TASK OBJECTIVE — Word for word, reproduce the records, keeping none of the pictures.

SUPPLIED RECORDS —
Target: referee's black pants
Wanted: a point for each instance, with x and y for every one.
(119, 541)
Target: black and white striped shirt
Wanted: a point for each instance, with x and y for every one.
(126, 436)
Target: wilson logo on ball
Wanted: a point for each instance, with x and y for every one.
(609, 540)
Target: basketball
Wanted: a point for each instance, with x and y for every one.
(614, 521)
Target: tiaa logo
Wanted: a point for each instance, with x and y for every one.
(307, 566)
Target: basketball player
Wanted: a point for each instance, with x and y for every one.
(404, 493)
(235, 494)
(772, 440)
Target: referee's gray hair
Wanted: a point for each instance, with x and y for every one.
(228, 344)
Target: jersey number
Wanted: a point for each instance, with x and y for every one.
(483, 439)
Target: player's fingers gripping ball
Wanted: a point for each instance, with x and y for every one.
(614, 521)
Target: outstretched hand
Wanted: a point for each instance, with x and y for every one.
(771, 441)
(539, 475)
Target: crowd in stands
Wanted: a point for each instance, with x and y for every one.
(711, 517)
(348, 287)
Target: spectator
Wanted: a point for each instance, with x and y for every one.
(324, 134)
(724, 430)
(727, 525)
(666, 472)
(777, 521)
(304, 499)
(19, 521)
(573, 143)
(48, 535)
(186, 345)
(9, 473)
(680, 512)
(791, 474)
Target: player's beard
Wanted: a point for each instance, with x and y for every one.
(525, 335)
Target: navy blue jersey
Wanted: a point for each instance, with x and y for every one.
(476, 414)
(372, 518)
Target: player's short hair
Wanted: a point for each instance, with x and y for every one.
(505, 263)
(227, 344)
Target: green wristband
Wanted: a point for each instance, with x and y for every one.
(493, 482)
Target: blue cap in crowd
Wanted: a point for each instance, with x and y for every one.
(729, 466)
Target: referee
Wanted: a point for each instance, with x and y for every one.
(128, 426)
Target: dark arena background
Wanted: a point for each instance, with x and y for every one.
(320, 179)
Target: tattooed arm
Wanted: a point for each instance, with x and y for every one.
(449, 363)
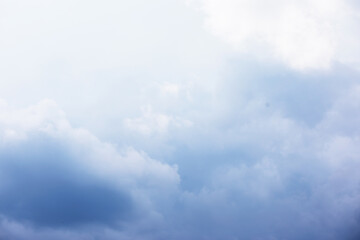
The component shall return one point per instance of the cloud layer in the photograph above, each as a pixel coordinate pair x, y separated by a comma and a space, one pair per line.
305, 35
159, 130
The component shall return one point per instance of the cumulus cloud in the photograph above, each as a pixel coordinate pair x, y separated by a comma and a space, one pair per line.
304, 35
56, 176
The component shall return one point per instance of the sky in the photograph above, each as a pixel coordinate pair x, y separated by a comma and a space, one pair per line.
179, 119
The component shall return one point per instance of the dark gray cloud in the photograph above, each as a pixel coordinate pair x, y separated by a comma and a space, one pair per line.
42, 184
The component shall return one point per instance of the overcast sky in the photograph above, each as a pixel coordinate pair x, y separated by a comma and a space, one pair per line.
179, 119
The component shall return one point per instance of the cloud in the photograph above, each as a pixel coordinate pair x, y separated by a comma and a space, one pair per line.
59, 177
305, 35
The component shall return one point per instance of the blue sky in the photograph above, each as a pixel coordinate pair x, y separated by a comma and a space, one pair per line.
174, 119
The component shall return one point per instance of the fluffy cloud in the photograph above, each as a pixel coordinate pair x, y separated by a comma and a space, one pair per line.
304, 35
56, 176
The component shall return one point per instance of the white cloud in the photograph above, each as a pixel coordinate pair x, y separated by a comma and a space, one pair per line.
151, 123
304, 35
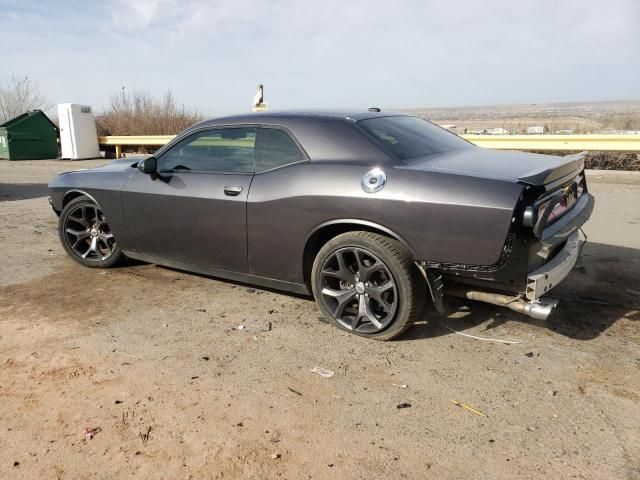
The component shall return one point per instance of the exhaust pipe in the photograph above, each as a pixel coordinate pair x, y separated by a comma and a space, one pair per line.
539, 310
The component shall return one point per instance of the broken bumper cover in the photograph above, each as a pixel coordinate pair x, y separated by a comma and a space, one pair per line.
542, 280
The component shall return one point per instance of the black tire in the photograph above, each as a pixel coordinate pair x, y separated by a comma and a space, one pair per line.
86, 236
388, 298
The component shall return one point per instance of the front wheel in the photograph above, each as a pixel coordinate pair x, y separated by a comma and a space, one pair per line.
367, 284
86, 235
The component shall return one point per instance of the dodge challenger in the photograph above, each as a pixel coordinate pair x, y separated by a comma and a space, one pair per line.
371, 212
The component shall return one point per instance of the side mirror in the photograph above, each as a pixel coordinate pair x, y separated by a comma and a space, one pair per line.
149, 165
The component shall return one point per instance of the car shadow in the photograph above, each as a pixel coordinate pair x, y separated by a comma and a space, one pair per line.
603, 288
10, 192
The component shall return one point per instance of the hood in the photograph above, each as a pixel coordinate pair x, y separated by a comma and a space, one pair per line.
530, 168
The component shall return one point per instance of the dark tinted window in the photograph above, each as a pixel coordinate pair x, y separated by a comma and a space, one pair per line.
276, 148
226, 150
410, 137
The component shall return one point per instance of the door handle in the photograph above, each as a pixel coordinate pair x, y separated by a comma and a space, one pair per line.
233, 190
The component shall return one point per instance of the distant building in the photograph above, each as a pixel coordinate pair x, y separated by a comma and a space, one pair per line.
497, 131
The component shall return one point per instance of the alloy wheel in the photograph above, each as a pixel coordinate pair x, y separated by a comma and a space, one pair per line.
87, 233
357, 288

RESPONSE BOX —
Target: referee's black pants
Wanted: a point for each instance, with x and y for every one.
(119, 541)
Target: black and white striped shirt
Wanted: a point for each instance, with x and y for every one.
(126, 436)
Target: wilson logo on ball
Wanted: a point for each instance, with x and y for every one.
(609, 540)
Target: basketball
Wanted: a point for each instance, with x and y for every one.
(614, 521)
Target: tiaa logo
Wanted: a point for each instance, with x and y for every one.
(307, 566)
Target: basketball player
Wanted: a point for each instance, with x and y for every one.
(404, 493)
(235, 494)
(772, 440)
Target: referee's gray hair
Wanted: a point for each instance, with x and y for every one.
(228, 344)
Target: jersey number
Wanted: a point for each instance, with x and y for every one.
(483, 439)
Target: player's fingers gripping ball
Wanted: a point for each instance, with x and y for every one.
(614, 521)
Target: outstretched hand
Wanted: a point for each instance, with x and y for every one.
(771, 441)
(539, 475)
Target: crowd in stands
Wanted: a point for each instance, with x and y for every one.
(711, 517)
(348, 287)
Target: spectator
Wanted: a point for each instance, with x and y for every one.
(324, 134)
(724, 430)
(727, 525)
(666, 472)
(777, 521)
(304, 499)
(19, 521)
(573, 143)
(48, 535)
(186, 345)
(9, 473)
(680, 512)
(791, 474)
Target: player's beard
Wanted: a point for each instance, with x and y for every one.
(525, 335)
Target: navy blue jersey
Wanted: a point for each instance, with x and y for every one.
(476, 414)
(372, 518)
Target: player's short hair
Wanted: a point for each instance, with x and y for every one.
(505, 263)
(227, 344)
Target: green wristband
Wanted: a point for each instance, with x and y for every one.
(493, 482)
Target: blue cap in crowd
Wanted: a point for each instance, with x and y for every one.
(729, 466)
Target: referee
Wanted: a point for each instance, with x and y for every one.
(128, 426)
Target: dark arena background
Wanted: a point for each instance, with x and y for every one.
(320, 179)
Target: tattooed arm
Wanted: a point for each instance, with x and y for every one.
(449, 363)
The component shall return one point per instance of the cloud layer in the photograph above, each as a pixel coordinate pair x, y separated by a comma and a space, one pair per line.
305, 35
159, 130
The component shall return one point per instance of the cumulus cloud in the photograph above, each as a pixel coordinate pair x, y separated by a comma and a space, one pair per line.
304, 35
56, 176
The component shall return one point per instance of the sky in the photograph above, each as a pixel coordinate pair x, y separated by a comma and a space, one pair per line.
179, 119
The component shall return one point per instance of the dark gray cloud in the photograph above, each as a pixel coordinate pair x, y separated by a comma and a space, one pair per line.
42, 184
The component shall return one point per instance of the overcast sky in the photograph above, each as a pixel coordinate pair x, y separated by a comma and a space, one pair per line.
179, 119
The component shall return one point per instance of the cloud in the photograph above, each as a pixel coordinate pair x, y separated by a comma and a space, one pair per line.
59, 177
305, 35
The component shall return one point per instance of the blue sky in the photograph above, each as a pixel coordinate pair x, y separated by a comma and a space, one pair per line.
174, 119
The component shall return one point per instance of the fluffy cloud in the photograph above, each as a pixel coordinate pair x, y separated by a comma and a space, one pair per line.
304, 35
56, 176
The component shall return one point per instance of the white cloud in the photograph above, each as a pixel coordinate pair x, y separated by a comma and a space, one pair per line.
151, 123
304, 35
The component shall return one point per instance of the exhaust pipe in the photograph above, each as a pixel coordinate pair x, y separated by a comma and a space, one pair per line.
539, 310
The component shall return one point per instance of the broken bumper cover in the photograph above, each as a pixel coordinate pair x, y separated by a comma and a space, one pair per line.
542, 280
The component shall return one point per instance of the black tire in the photograph above, each as a pixel coordinate pair x, y separated by a comma and a space, one pair per line.
86, 236
388, 298
The component shall return one point per instance of the front wheel in the photograph above, each as a pixel coordinate pair x, y separated by a comma and a space, one pair per line.
367, 284
86, 235
The component shall return one point per instance of the dodge challenger in the photograph above, each as a pixel coordinate pair x, y separated by a comma and a space, one pair per line.
371, 212
The component shall return one point per instance of the side mirror in the photograph above, each as a pixel coordinate pair x, y separated by a comma and a space, one pair per line.
149, 165
The component shall return one point per instance of the car shadow in the photograph above, each as a pixel coordinate pair x, y separated by a comma and a space, one pair per line.
603, 288
10, 192
The component shall return one point per instance of the hood in the photograph above, each as a pixel coordinate pair x, y separated by a comma and a space, one pair per line.
530, 168
The component shall return one point per instance of the dark tinted window in the photograph above, each as a pixel coordinate pair x, y separated by a comma and a space, one pair per line.
276, 148
226, 150
410, 137
The component shall return one point per instance of the door handle in the photograph above, each as a pixel coordinate pair x, y separated by a comma and a space, one pair per line.
233, 190
The component shall return one point per instance of the distant building in the photograph above, each as a pixel coordinate pair x, y separated by a comma and a space, one pair per line.
497, 131
The component shall return one point per instance of the alloy wheel in the photograph above, each as a pixel coordinate pair x, y separated by a comma and a space, one pair per line.
87, 233
357, 288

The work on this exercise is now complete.